**Given text:**

- - -

Government announces £100m funding for new coronavirus vaccine centre
The government has announced it will invest £100m into a new state-of-the-art centre to scale up a potential coronavirus vaccine currently being developed by the University of Oxford, amid mounting fears of a second wave of the virus in the winter.
The Department for Business, Energy and Industrial Strategy (Beis) today announced it will plug an extra £100m into the UK’s vaccine efforts by funding a new Cell and Gene Therapy Catapult Manufacturing Innovation Centre in Essex.
The centre, due to open in December 2021, will have the capacity to produce millions of doses of a potential vaccine each month, as the UK pushes ahead in the global race for a Covid-19 vaccine.
Beis said the initiative will upgrade an existing facility to create a fully-licensed manufacturing centre, in a bid to increase the UK’s ability to respond to diseases like coronavirus and to prepare for potential future pandemics.

- - -

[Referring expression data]
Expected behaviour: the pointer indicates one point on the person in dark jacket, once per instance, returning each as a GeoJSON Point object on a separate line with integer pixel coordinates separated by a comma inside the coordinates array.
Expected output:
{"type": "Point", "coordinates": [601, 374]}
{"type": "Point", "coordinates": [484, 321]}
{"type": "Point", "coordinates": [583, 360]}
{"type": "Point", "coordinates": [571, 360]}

- - -

**Exercises:**
1: Reproduce the portion of the vaccine centre article starting with "The Department for" and going on through "potential future pandemics.".
2: Answer these questions from the vaccine centre article:
(a) Which university is developing the potential vaccine?
(b) In which county will the new manufacturing centre be located?
(c) When is the centre due to open?
3: Write the next part of the vaccine centre article, picking up after its final sentence.

**Replies:**
1:
The Department for Business, Energy and Industrial Strategy (Beis) today announced it will plug an extra £100m into the UK’s vaccine efforts by funding a new Cell and Gene Therapy Catapult Manufacturing Innovation Centre in Essex.
The centre, due to open in December 2021, will have the capacity to produce millions of doses of a potential vaccine each month, as the UK pushes ahead in the global race for a Covid-19 vaccine.
Beis said the initiative will upgrade an existing facility to create a fully-licensed manufacturing centre, in a bid to increase the UK’s ability to respond to diseases like coronavirus and to prepare for potential future pandemics.

2:
(a) The University of Oxford
(b) Essex
(c) December 2021

3:
Government officials added that the new centre will help create new, high-skilled jobs to fuel the UK’s economic recovery, as Britain faces its worst recession on record.
Employment in the cell and gene therapy sector is predicted to reach over 6,000 jobs by 2024, with over 3,000 in manufacturing and bioprocessing.
The new centre will complement the Vaccines Manufacturing and Innovation Centre (VMIC) currently under construction in Oxfordshire.
Once complete next year, the facility will have the capacity to produce enough vaccine doses to serve the entire UK population at scale, Beis said today.
The government also announced an additional £4.7m for new training facilities and an online learning platform to boost vaccine and cell and gene therapy skills.
Business secretary Alok Sharma said: “We are taking all necessary steps to ensure we can vaccinate the public as soon as a successful Covid-19 vaccine becomes available.
“This new Cell and Gene Therapy Catapult Manufacturing Innovation Centre, alongside crucial investment in skills, will support our efforts to rapidly produce millions of doses of a coronavirus vaccine while ensuring the UK can respond quickly to potential future pandemics.”
Kate Bingham, chair of the Vaccines Taskforce said: “Today’s announcement is another important milestone for us. The work of the Vaccines Taskforce is focused on protecting the UK against Covid-19 through vaccination as quickly as possible.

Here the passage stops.